Objective - In the listing below, print the lines from the one containing "Practice. Point out each instance of the wooden bench" through the one containing "pixel 979 392", both included, unchanged and with nothing else.

Material provided -
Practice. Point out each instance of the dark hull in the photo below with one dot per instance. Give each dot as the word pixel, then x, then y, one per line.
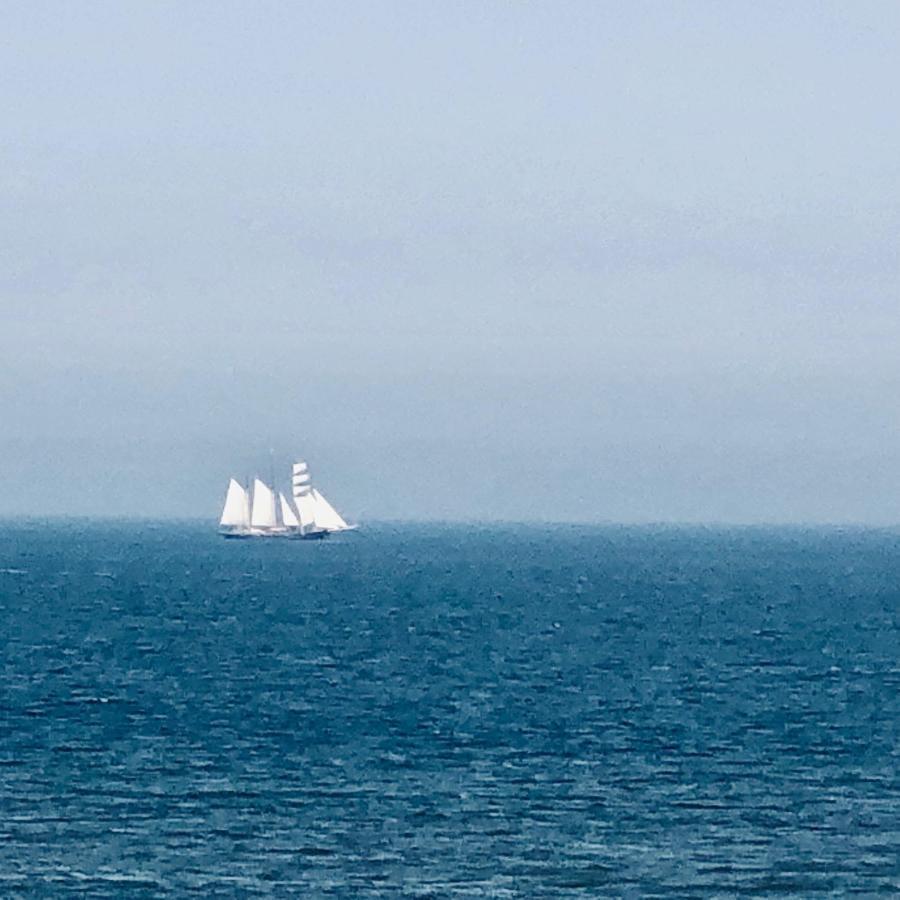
pixel 243 536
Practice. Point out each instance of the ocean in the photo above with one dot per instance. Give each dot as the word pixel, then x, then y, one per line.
pixel 449 711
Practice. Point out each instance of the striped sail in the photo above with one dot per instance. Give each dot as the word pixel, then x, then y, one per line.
pixel 301 487
pixel 288 516
pixel 263 515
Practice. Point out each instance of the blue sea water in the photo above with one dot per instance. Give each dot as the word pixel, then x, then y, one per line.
pixel 449 711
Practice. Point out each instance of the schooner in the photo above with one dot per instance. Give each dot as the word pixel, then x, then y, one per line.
pixel 306 515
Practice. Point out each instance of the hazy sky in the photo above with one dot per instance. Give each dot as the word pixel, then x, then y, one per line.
pixel 594 261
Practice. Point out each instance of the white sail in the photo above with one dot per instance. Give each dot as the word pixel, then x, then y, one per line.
pixel 236 513
pixel 263 515
pixel 288 516
pixel 327 517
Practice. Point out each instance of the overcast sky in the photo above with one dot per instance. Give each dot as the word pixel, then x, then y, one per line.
pixel 571 261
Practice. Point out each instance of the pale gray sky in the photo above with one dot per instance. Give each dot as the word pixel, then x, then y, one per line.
pixel 592 261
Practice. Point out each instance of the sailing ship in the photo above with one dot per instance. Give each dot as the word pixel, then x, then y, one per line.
pixel 307 514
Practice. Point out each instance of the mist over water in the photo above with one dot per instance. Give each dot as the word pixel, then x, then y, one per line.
pixel 639 259
pixel 450 711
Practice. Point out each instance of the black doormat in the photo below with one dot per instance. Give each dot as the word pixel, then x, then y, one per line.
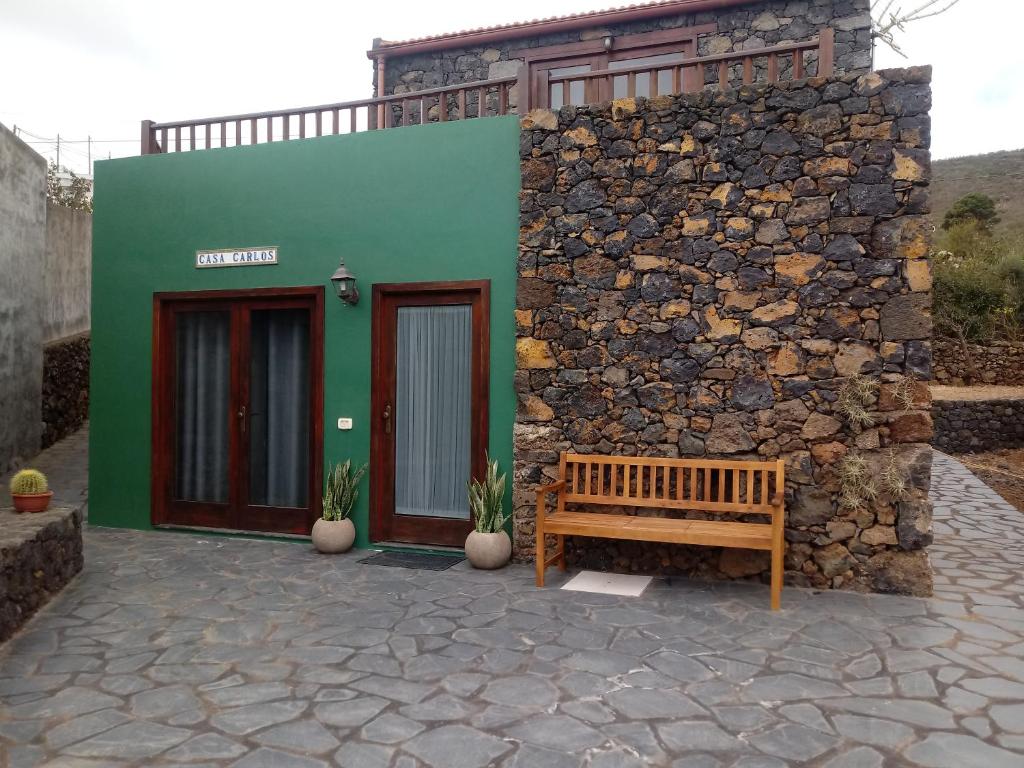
pixel 415 560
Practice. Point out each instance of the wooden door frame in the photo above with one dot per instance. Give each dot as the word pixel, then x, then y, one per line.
pixel 476 293
pixel 638 44
pixel 163 380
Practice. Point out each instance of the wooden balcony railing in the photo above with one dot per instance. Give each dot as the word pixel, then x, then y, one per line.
pixel 689 76
pixel 476 99
pixel 487 97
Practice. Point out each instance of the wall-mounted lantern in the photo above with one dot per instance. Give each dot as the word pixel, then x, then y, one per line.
pixel 344 284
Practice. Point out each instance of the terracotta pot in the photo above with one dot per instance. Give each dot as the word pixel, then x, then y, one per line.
pixel 32 502
pixel 488 551
pixel 332 537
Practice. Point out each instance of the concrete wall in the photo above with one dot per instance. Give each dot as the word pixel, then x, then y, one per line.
pixel 67 265
pixel 423 203
pixel 23 228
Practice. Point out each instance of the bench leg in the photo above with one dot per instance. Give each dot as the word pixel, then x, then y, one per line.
pixel 776 578
pixel 539 556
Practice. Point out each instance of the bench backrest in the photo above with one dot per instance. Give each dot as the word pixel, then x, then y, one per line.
pixel 708 485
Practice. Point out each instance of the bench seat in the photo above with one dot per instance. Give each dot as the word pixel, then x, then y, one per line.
pixel 643 528
pixel 716 487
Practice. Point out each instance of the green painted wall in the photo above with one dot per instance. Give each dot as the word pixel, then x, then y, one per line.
pixel 423 203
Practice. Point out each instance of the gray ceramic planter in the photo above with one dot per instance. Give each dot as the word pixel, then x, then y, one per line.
pixel 488 551
pixel 333 537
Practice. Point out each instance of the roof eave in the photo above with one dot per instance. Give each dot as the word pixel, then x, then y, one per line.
pixel 547 27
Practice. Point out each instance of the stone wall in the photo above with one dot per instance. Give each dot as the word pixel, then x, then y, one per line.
pixel 66 387
pixel 998 363
pixel 755 25
pixel 23 227
pixel 39 554
pixel 972 425
pixel 701 275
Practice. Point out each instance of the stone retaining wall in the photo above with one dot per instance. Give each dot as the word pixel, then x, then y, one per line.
pixel 701 275
pixel 965 426
pixel 66 387
pixel 39 554
pixel 998 363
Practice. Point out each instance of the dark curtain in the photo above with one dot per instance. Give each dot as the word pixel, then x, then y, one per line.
pixel 432 411
pixel 279 419
pixel 203 398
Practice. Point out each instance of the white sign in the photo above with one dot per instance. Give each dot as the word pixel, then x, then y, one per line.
pixel 241 257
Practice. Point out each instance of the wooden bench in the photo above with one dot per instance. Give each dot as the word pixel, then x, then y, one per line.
pixel 716 487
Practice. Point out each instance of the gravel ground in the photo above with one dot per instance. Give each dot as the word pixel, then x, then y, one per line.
pixel 979 392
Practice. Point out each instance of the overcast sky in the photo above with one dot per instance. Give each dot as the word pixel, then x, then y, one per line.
pixel 96 68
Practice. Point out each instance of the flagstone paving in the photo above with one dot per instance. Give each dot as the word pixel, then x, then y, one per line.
pixel 183 649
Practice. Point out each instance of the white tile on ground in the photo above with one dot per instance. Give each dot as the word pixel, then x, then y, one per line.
pixel 607 584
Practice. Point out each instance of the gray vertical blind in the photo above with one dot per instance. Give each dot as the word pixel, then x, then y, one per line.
pixel 203 391
pixel 432 411
pixel 279 413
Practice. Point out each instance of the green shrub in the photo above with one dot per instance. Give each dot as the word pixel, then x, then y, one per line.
pixel 485 501
pixel 976 208
pixel 978 285
pixel 29 481
pixel 341 492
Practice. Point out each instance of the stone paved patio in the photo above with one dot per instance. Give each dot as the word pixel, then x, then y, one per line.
pixel 175 648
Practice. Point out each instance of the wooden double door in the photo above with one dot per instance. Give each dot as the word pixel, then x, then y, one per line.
pixel 238 410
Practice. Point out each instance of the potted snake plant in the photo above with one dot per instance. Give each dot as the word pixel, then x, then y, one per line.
pixel 30 491
pixel 487 546
pixel 334 531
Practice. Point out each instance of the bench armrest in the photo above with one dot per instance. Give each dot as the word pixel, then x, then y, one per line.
pixel 550 487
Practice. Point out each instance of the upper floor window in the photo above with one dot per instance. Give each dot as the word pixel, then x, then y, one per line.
pixel 553 70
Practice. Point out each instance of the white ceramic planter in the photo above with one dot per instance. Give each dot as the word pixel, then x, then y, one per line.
pixel 332 537
pixel 488 551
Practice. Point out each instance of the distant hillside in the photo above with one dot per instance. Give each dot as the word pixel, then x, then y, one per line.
pixel 998 174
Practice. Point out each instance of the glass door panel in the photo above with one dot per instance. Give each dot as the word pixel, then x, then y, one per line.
pixel 429 401
pixel 203 391
pixel 432 410
pixel 578 88
pixel 620 83
pixel 279 408
pixel 238 410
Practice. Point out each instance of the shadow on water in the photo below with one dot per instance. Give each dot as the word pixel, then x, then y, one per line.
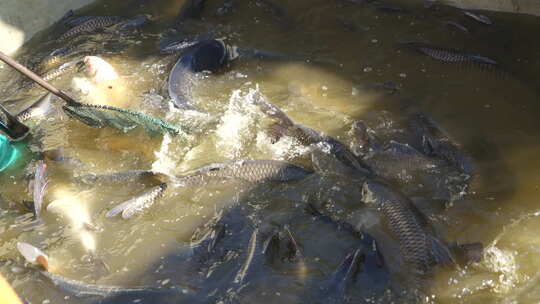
pixel 216 267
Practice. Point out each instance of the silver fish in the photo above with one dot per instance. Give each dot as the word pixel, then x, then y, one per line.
pixel 38 109
pixel 91 25
pixel 308 137
pixel 478 17
pixel 421 250
pixel 139 203
pixel 40 186
pixel 253 171
pixel 117 177
pixel 81 289
pixel 449 55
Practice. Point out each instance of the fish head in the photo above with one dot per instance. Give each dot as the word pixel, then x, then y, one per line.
pixel 99 69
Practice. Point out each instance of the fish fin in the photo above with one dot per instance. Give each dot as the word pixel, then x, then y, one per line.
pixel 440 251
pixel 276 131
pixel 470 252
pixel 40 108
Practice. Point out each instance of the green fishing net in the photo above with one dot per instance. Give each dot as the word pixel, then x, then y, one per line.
pixel 101 116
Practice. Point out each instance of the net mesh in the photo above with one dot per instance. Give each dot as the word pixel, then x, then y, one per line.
pixel 101 116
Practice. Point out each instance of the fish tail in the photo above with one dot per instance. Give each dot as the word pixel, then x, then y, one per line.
pixel 12 126
pixel 440 252
pixel 470 252
pixel 42 107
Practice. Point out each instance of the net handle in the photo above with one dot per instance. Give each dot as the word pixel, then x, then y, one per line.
pixel 34 77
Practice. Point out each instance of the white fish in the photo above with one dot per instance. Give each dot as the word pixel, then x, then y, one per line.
pixel 33 255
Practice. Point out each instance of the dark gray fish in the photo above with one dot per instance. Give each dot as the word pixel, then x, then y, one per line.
pixel 388 7
pixel 478 17
pixel 308 137
pixel 74 21
pixel 207 55
pixel 435 143
pixel 449 55
pixel 205 238
pixel 38 109
pixel 282 246
pixel 58 56
pixel 91 25
pixel 457 25
pixel 10 125
pixel 276 11
pixel 40 186
pixel 81 289
pixel 252 250
pixel 421 250
pixel 226 7
pixel 74 65
pixel 134 22
pixel 139 203
pixel 192 9
pixel 252 171
pixel 116 177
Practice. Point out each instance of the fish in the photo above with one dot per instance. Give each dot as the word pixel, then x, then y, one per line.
pixel 99 69
pixel 248 170
pixel 139 203
pixel 282 246
pixel 252 250
pixel 74 65
pixel 478 17
pixel 421 250
pixel 457 25
pixel 135 22
pixel 58 56
pixel 226 7
pixel 33 255
pixel 38 109
pixel 116 177
pixel 277 12
pixel 90 25
pixel 10 125
pixel 449 55
pixel 192 9
pixel 307 136
pixel 40 186
pixel 206 55
pixel 82 289
pixel 434 142
pixel 207 237
pixel 345 274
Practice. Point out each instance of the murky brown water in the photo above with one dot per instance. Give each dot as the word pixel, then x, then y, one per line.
pixel 491 113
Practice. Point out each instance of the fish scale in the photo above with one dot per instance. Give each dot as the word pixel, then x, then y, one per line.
pixel 421 250
pixel 91 25
pixel 252 171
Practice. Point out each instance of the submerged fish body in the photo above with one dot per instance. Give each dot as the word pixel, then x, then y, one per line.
pixel 91 25
pixel 478 17
pixel 82 289
pixel 10 125
pixel 449 55
pixel 192 9
pixel 252 171
pixel 139 203
pixel 284 126
pixel 207 55
pixel 421 250
pixel 117 177
pixel 434 142
pixel 38 109
pixel 40 186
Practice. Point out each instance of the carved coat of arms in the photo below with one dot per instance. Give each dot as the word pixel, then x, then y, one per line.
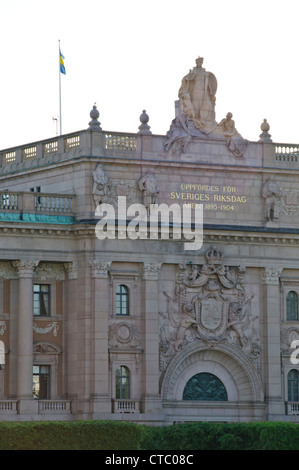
pixel 209 304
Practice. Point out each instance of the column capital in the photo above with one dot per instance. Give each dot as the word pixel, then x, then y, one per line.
pixel 270 275
pixel 99 268
pixel 72 269
pixel 150 271
pixel 25 267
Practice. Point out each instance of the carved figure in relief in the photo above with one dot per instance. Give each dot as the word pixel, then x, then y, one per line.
pixel 197 95
pixel 149 187
pixel 235 142
pixel 271 193
pixel 178 135
pixel 101 185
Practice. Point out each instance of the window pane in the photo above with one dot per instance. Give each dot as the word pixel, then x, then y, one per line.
pixel 293 385
pixel 41 382
pixel 292 306
pixel 122 300
pixel 41 300
pixel 122 381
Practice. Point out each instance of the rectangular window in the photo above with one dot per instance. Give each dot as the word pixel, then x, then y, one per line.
pixel 41 382
pixel 41 300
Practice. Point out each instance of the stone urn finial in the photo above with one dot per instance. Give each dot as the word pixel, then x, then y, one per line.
pixel 94 124
pixel 265 136
pixel 144 128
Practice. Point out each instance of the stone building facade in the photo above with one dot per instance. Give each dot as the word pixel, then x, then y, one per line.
pixel 134 326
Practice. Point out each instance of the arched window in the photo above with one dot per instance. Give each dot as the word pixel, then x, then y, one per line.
pixel 292 306
pixel 293 385
pixel 122 383
pixel 122 300
pixel 205 386
pixel 2 354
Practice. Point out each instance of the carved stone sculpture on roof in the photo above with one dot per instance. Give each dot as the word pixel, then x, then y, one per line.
pixel 196 117
pixel 271 194
pixel 209 304
pixel 148 185
pixel 106 191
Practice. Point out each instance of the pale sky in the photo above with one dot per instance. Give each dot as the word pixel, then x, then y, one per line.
pixel 130 55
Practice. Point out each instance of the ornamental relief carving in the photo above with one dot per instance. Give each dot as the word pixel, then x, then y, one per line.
pixel 123 335
pixel 287 336
pixel 209 304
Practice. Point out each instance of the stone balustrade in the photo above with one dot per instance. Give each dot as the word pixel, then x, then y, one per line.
pixel 125 406
pixel 87 143
pixel 292 408
pixel 37 202
pixel 54 406
pixel 20 206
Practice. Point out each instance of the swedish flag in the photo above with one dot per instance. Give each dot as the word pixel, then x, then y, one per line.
pixel 62 67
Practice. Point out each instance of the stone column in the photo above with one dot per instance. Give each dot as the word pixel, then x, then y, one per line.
pixel 271 314
pixel 25 334
pixel 100 356
pixel 152 399
pixel 70 388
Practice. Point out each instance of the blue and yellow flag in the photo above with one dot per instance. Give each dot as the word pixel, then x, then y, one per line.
pixel 62 67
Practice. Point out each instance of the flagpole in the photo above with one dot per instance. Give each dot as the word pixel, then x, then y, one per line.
pixel 60 123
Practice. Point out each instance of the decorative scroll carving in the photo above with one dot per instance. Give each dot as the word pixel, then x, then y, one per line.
pixel 270 275
pixel 209 304
pixel 71 269
pixel 99 268
pixel 25 268
pixel 46 271
pixel 123 335
pixel 150 271
pixel 287 336
pixel 43 331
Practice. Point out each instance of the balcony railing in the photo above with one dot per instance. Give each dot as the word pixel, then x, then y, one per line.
pixel 54 406
pixel 44 203
pixel 292 408
pixel 287 152
pixel 8 406
pixel 125 406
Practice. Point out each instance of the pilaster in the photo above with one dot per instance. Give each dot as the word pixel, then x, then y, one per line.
pixel 100 288
pixel 271 313
pixel 152 400
pixel 25 270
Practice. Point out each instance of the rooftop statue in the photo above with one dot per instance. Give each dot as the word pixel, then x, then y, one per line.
pixel 196 118
pixel 197 97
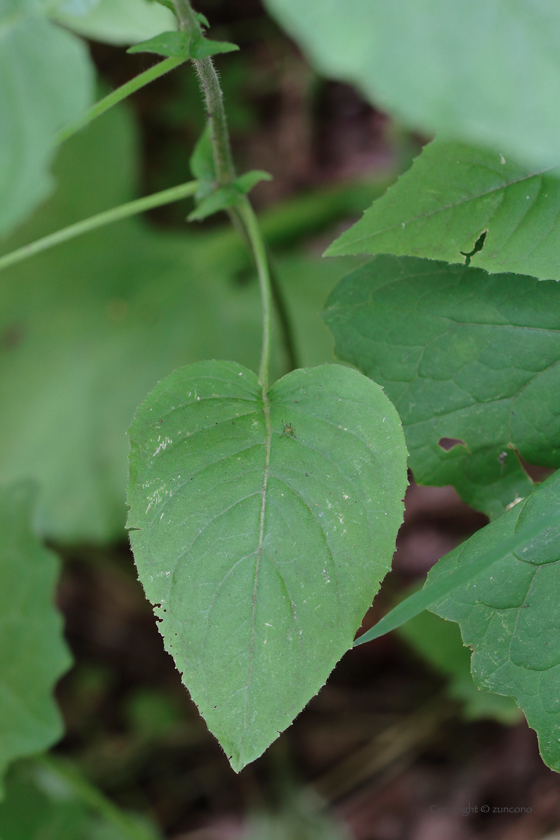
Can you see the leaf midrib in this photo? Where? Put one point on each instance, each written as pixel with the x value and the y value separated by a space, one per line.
pixel 266 410
pixel 445 208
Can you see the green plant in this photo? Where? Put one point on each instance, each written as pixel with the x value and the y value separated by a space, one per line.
pixel 263 516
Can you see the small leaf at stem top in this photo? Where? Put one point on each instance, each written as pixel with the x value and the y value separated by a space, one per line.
pixel 182 45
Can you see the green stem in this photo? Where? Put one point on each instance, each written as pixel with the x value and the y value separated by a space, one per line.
pixel 117 96
pixel 283 316
pixel 225 174
pixel 223 161
pixel 116 214
pixel 258 247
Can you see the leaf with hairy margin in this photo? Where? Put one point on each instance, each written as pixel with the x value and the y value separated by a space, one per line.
pixel 510 615
pixel 261 527
pixel 452 195
pixel 33 654
pixel 116 311
pixel 464 355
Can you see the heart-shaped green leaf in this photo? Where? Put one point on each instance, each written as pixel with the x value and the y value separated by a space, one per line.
pixel 261 527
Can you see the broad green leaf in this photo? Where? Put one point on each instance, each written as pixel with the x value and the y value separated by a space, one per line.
pixel 508 615
pixel 115 312
pixel 451 195
pixel 479 72
pixel 46 799
pixel 464 356
pixel 261 530
pixel 436 590
pixel 119 21
pixel 182 45
pixel 33 654
pixel 46 80
pixel 439 643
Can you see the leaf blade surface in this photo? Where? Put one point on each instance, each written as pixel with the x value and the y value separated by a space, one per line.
pixel 254 535
pixel 450 196
pixel 509 615
pixel 465 356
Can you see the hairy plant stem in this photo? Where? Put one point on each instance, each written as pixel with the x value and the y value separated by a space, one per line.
pixel 123 211
pixel 243 213
pixel 223 160
pixel 117 96
pixel 258 248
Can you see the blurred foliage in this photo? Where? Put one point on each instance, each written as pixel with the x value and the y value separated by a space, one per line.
pixel 439 643
pixel 48 800
pixel 87 329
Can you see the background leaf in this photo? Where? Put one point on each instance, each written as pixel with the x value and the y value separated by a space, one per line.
pixel 115 311
pixel 46 80
pixel 465 356
pixel 487 74
pixel 47 799
pixel 451 194
pixel 509 616
pixel 261 574
pixel 119 22
pixel 439 643
pixel 33 654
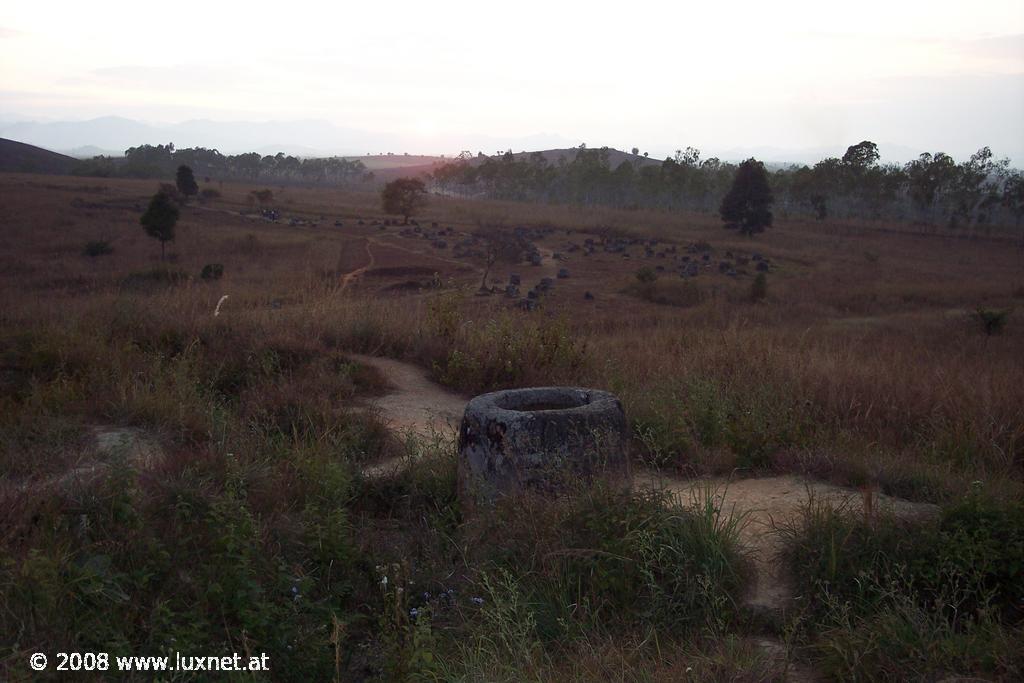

Problem solution -
Practice. Point out each instance of the wooden bench in the photo above with one dot per instance. Give each dot as the word pixel, then x, then y, one per line.
pixel 716 487
Practice. Point out each instance of the gravel ground in the photo above with one dot per instance. Give each dot as the word pixel, then x, then y, one per line.
pixel 979 392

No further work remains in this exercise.